- SET PROBLEM -
Starting at the line that contains "If you could segment every instance of the **arched" and continuing through the last of the rows below, convert those lines into a JSON list of strings with one string per line. Leave out blank lines.
------------
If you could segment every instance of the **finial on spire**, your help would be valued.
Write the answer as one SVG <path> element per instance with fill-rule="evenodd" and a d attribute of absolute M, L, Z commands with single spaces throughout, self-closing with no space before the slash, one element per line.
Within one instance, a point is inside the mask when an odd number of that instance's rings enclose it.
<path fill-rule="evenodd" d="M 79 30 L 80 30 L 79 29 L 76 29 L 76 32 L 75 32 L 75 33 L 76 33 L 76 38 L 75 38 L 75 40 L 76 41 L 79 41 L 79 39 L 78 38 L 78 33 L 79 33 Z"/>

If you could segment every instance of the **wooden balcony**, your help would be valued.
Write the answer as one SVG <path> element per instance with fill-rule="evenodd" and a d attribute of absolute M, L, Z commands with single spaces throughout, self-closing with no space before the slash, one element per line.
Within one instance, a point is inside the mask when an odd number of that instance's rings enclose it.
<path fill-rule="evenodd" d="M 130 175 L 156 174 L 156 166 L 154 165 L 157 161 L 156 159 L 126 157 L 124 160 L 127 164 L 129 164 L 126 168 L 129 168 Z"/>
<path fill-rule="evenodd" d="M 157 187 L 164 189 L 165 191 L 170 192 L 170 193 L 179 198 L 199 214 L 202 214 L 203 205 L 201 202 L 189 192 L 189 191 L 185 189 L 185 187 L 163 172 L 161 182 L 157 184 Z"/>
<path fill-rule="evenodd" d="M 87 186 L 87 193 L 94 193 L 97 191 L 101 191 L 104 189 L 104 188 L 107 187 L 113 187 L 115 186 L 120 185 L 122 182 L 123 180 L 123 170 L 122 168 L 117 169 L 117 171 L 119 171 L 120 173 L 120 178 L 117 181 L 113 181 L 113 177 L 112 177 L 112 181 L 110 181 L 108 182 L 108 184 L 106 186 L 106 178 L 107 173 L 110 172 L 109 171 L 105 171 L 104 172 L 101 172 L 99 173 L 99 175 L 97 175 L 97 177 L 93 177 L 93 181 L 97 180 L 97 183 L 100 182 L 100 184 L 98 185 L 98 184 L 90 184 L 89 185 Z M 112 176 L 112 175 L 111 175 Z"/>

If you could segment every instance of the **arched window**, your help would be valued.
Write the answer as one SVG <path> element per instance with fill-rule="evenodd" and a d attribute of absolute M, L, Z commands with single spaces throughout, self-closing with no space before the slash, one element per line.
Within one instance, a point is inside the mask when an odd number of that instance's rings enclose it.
------------
- FULL ANSWER -
[
  "If you could segment every instance of the **arched window**, your help would be valued.",
  "Write the answer as one SVG <path> element per instance with fill-rule=\"evenodd\" and a d attribute of absolute M, L, Z commands with single spaces throughout, self-closing with no space before the slash, one element per line.",
  "Within one instance, a point is inside the mask when an odd number of that instance's rings enclose it."
]